Assignment: The records below must be repeated exactly, but without their pictures.

Data listing:
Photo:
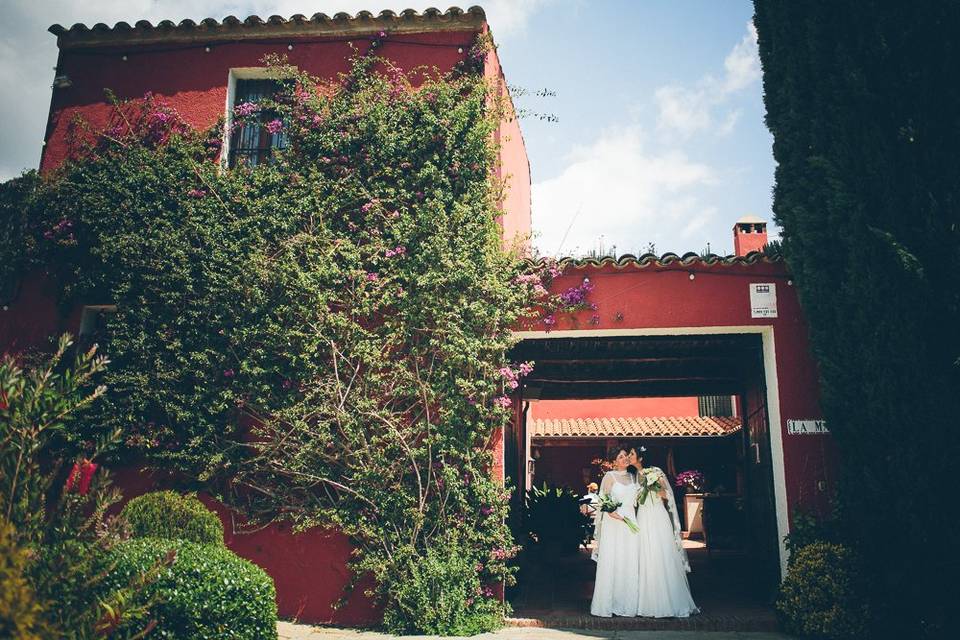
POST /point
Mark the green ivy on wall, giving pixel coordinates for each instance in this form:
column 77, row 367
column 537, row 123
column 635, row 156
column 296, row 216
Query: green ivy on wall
column 319, row 339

Response:
Photo:
POST /point
Mark the green ivy on wall, giving pixel coordinates for each instance in this form:
column 77, row 367
column 537, row 123
column 635, row 156
column 296, row 216
Query: green ivy on wall
column 319, row 339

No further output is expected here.